(Available data)
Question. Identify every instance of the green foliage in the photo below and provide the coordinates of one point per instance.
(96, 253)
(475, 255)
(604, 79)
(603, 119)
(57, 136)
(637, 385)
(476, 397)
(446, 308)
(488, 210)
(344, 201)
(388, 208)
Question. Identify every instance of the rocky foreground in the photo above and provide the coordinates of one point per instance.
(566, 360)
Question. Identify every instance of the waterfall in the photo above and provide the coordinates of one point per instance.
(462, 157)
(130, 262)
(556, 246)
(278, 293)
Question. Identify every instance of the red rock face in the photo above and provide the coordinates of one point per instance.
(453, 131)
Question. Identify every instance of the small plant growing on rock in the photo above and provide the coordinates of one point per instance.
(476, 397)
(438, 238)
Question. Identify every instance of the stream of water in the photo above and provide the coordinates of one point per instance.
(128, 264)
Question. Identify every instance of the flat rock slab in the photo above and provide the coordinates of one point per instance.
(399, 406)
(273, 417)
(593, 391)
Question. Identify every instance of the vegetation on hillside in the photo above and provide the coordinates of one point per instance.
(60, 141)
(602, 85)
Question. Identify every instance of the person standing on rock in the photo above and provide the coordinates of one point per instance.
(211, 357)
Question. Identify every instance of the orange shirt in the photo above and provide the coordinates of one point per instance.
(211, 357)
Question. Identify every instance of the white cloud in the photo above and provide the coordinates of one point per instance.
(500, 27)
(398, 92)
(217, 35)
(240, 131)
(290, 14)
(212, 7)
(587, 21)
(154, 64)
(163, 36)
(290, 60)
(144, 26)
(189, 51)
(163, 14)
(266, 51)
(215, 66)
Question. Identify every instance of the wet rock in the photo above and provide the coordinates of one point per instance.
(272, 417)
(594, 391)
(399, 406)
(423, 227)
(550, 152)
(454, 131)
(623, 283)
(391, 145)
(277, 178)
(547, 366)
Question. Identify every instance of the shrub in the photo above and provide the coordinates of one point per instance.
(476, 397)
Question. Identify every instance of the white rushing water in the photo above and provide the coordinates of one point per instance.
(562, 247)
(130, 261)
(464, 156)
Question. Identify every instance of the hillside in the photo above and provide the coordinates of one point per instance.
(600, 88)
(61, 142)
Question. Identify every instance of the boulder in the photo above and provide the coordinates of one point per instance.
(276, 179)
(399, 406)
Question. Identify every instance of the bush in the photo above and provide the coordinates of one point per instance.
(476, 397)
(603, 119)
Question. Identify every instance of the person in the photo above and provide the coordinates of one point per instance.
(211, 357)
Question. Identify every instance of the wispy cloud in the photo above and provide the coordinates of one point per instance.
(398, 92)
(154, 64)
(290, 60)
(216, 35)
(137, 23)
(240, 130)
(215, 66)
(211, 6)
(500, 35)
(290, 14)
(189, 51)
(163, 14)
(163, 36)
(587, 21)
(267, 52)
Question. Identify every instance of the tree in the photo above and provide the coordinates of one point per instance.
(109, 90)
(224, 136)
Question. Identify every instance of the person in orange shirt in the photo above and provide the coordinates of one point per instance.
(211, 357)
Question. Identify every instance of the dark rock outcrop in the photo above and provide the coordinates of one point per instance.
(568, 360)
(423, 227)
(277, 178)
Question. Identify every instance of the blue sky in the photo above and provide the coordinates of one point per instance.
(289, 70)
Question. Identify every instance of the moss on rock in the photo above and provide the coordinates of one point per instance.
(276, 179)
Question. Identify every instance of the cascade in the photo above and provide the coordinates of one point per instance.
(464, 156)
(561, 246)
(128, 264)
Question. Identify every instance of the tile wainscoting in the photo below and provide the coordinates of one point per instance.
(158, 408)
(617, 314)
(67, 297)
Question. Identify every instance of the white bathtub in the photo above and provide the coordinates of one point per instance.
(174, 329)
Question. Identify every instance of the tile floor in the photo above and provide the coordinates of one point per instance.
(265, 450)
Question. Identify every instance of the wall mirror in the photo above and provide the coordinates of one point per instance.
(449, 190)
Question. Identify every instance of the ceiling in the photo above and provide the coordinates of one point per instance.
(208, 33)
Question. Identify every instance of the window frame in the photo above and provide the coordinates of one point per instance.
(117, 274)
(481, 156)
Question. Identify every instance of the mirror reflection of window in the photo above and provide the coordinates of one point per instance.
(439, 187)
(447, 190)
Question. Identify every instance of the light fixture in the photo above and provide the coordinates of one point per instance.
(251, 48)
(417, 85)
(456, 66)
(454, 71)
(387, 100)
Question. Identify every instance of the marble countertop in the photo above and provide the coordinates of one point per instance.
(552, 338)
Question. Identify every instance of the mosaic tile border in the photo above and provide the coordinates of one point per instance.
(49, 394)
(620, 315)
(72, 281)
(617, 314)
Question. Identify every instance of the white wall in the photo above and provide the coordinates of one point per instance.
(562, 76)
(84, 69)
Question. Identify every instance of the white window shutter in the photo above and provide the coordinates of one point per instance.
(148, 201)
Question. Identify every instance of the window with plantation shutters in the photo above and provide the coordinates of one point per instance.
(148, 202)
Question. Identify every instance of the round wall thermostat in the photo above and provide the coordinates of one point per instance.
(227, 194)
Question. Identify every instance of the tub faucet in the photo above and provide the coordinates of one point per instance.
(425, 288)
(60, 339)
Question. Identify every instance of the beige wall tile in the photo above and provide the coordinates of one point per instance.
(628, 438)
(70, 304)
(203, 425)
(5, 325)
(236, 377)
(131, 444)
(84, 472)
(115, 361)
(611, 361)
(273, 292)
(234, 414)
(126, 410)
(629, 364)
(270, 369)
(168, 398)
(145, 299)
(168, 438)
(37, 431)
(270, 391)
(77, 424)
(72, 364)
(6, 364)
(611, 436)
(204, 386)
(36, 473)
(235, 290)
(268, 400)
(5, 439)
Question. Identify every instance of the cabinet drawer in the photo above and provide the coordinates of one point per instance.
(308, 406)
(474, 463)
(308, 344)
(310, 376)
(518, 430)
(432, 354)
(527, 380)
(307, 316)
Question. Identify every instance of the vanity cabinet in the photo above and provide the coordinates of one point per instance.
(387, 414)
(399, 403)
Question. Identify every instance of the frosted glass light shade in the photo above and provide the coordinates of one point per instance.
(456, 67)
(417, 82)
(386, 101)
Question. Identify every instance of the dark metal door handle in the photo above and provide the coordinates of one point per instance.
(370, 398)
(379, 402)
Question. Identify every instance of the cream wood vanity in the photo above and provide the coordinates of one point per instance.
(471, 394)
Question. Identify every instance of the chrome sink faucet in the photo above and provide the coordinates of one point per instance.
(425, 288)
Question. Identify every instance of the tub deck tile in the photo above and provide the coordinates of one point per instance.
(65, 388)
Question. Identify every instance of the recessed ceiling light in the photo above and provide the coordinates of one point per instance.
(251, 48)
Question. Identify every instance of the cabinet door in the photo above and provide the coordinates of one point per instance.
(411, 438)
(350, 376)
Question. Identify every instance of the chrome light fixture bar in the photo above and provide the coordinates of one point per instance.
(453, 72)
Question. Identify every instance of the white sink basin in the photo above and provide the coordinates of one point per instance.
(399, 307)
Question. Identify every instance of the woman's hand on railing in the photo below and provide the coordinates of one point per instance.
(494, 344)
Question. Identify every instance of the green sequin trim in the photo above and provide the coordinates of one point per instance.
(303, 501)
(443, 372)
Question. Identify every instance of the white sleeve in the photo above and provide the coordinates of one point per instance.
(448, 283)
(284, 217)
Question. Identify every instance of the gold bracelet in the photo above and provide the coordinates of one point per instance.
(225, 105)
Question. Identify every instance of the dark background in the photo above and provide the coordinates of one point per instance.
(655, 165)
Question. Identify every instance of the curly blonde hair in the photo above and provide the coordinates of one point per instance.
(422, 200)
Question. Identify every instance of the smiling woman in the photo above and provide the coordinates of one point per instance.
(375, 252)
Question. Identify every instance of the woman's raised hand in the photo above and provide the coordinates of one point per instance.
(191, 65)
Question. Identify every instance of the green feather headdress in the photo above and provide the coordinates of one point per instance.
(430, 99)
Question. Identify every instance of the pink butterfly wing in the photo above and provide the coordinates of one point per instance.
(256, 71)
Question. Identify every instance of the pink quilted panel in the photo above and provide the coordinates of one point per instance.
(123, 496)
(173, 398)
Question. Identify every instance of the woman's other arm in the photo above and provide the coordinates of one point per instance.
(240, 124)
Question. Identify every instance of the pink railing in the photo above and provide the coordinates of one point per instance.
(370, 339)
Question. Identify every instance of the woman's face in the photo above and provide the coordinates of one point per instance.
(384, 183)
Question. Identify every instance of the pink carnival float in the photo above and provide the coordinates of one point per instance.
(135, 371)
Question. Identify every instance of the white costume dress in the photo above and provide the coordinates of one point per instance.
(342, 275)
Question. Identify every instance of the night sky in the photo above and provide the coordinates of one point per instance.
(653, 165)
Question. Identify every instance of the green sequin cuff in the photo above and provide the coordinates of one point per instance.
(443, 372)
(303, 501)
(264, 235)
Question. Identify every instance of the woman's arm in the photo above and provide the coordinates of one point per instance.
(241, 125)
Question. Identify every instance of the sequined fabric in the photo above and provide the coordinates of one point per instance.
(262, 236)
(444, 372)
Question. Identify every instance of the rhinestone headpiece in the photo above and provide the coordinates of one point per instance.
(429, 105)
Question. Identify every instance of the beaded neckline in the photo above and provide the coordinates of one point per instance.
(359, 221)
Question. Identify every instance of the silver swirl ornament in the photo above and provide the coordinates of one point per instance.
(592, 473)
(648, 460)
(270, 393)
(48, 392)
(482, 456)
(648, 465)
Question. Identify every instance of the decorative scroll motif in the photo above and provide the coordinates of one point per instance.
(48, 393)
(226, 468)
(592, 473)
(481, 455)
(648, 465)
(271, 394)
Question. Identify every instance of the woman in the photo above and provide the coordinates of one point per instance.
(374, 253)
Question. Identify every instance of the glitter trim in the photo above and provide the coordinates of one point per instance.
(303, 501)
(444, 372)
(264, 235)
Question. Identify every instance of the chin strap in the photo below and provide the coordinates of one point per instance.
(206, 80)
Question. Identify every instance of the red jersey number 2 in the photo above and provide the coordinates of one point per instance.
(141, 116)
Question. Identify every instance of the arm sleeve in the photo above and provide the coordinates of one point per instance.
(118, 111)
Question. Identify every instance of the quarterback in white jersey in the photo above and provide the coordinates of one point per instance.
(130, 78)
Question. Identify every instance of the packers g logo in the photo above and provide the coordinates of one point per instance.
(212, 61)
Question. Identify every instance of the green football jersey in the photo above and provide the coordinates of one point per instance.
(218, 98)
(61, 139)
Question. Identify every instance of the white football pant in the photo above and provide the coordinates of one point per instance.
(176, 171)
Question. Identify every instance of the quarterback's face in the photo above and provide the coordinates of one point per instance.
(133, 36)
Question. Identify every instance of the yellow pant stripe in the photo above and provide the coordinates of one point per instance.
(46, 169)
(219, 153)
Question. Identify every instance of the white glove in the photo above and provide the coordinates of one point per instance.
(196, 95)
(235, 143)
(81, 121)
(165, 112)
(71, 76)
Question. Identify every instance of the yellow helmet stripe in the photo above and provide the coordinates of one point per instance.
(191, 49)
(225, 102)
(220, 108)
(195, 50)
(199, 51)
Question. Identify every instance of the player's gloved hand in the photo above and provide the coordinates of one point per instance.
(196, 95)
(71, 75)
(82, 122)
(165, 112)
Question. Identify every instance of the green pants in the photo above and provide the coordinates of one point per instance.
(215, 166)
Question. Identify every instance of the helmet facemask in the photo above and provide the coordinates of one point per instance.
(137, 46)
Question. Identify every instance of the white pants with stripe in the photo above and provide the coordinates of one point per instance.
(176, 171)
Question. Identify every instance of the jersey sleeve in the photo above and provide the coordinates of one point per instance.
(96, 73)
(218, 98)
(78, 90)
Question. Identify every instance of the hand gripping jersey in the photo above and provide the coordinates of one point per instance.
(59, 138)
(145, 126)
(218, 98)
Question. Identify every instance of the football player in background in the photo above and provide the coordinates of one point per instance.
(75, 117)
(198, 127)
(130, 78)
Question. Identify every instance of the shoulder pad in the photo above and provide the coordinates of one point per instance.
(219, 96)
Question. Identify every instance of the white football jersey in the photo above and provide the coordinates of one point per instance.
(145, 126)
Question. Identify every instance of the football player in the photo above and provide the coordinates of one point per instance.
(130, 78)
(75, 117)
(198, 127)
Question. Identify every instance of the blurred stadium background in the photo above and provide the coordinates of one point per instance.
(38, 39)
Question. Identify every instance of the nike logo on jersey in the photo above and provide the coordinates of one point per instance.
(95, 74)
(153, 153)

(Try it)
Exactly the lines from the one containing "Question. Identify every instance of the football player in the" to the final line of the data, both included, should be printed, and nothing more.

(Answer for the task)
Question. Identify every instance of the football player in the photo above and provide the coordinates of one point per instance.
(130, 78)
(75, 117)
(198, 127)
Question. Identify every instance of the blurred stadium background in the photo above and provide the coordinates of one point per instance.
(38, 39)
Question. Identify every instance of the nike logo on jersey in the photo above and provide the coordinates of one point per instance.
(95, 74)
(153, 153)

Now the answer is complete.